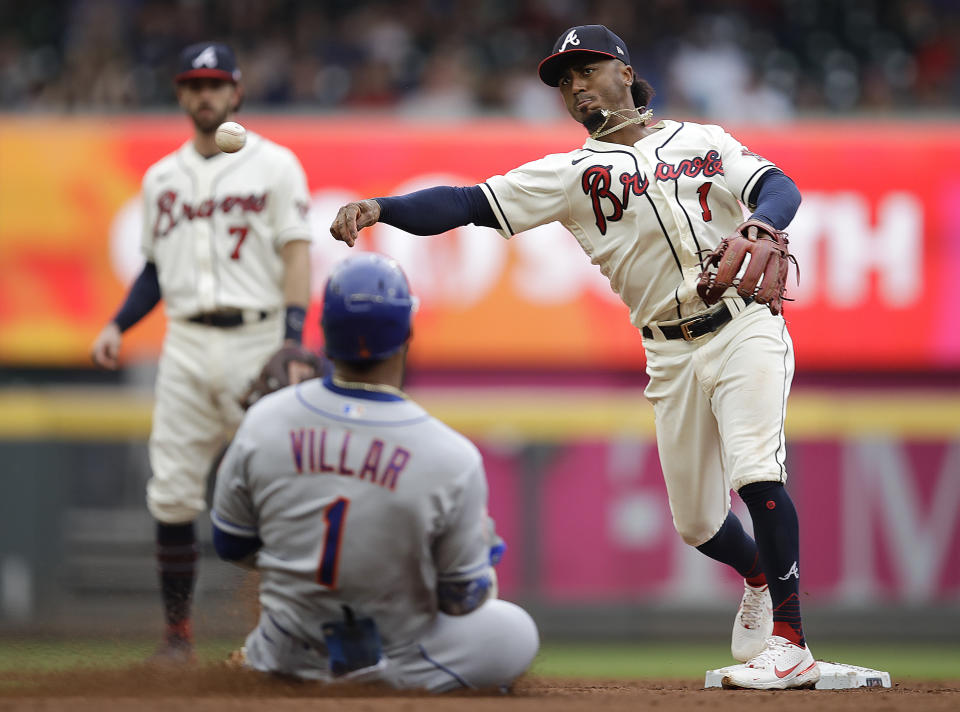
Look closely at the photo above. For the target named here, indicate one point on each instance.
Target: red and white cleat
(753, 624)
(781, 665)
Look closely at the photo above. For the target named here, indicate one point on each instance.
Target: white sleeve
(148, 209)
(742, 167)
(233, 510)
(528, 196)
(462, 551)
(290, 203)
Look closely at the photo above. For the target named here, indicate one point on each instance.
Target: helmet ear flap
(367, 309)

* * * *

Could you retype all of the records above word for word, leaving the picture out?

Look closely at the photo above. For the target named here, indicate one point on each instance.
Target: red and white cleat
(753, 624)
(781, 665)
Look closely at the photo above. For the target named here, indicate one point on each instance.
Target: white sleeve
(148, 209)
(742, 167)
(233, 510)
(528, 196)
(462, 551)
(290, 203)
Look closely at the photo above. For the target named here, indicate one point on each instance.
Target: helmet ear flap
(367, 309)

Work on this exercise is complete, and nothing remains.